* Supplied passage *
■ ■ ■ ■

Crime, Horror, Mystery (1h 37m)

5.8 on IMDb71% on RT

To celebrate—if that can even be the right word for it—the 100th anniversary of Jack the Ripper, Rowdy Herrington directed a very 80s horror for his feature debut.

In Jack's Back, a copycat killer is on the loose in Los Angeles, commemorating a century since the original Whitechapel murders.

James Spader is at the center of it all as the twin Wesford brothers, one of whom is a suspect and the other claiming to see visions that prove his innocence. But you would say that about your brother, wouldn't you?

Not just a little bit tacky, Jack's Back also has way too much fun playing with its plot twist. But when a film loves exploring its narrative possibilities as much as this one does, you can't help but enjoy watching!

7. Time After Time (1979)

Directed by Nicholas Meyer

Starring Malcolm McDowell, Mary Steenburgen, David Warner

Adventure, Drama, Sci-Fi (1h 52m)

7.1 on IMDb88% on RT

There are several common themes that regularly come up in Jack the Ripper films. They're usually somewhat trashy, very much slashy, and incorporate other famous historical figures.

That last part is presumably done to fill out the gaping holes in Leather Apron's historicity, and the last thing we need is yet another recounting of the few facts we do know. That's what makes Time After Time so unique as far as these kinds of films go.

Described as a "manhunt through time," this lesser-known sci-fi flick brings time travel and H. G. Wells to the table for a fun take on this not-so-fun historical event.

Malcolm McDowell plays a British author who pursues Jacky (played by David Warner) from 1893 to 1979. In some ways, Time After Time is essentially Back to the Future meets The Time Machine!

6. Edge of Sanity (1989)

Directed by Gérard Kikoïne

Starring Anthony Perkins, Glynis Barber, Sarah Maur Ward

Drama, Horror, Thriller (1h 30m)

5.3 on IMDb33% on RT

Edge of Sanity is another example of a crossover between Jack the Ripper and another known figure, this one featuring Dr. Jekyll and Mr. Hyde in a surrealist horror that errs on the experimental.

■ ■ ■ ■

* Problems *
**A)** In the film list, Malcolm McDowell's character chases Jacky from what year to what year?
**B)** Please copy out the film list's wording, starting at "6. Edge of Sanity" and ending at "on the experimental.".
Rely on the film list alone.

* Material provided *
■ ■ ■ ■

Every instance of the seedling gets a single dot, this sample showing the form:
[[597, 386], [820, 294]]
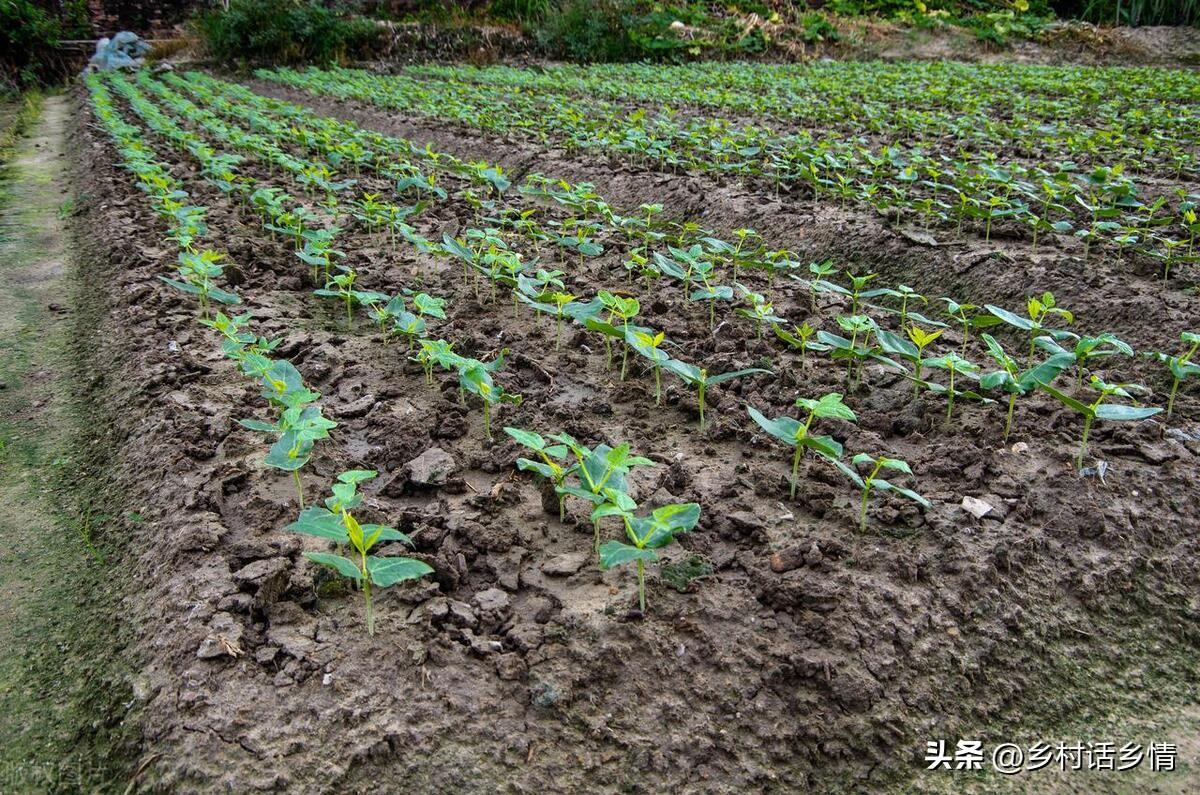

■ ■ ■ ■

* Responses to the tasks *
**A)** From 1893 to 1979.

**B)**
6. Edge of Sanity (1989)

Directed by Gérard Kikoïne

Starring Anthony Perkins, Glynis Barber, Sarah Maur Ward

Drama, Horror, Thriller (1h 30m)

5.3 on IMDb33% on RT

Edge of Sanity is another example of a crossover between Jack the Ripper and another known figure, this one featuring Dr. Jekyll and Mr. Hyde in a surrealist horror that errs on the experimental.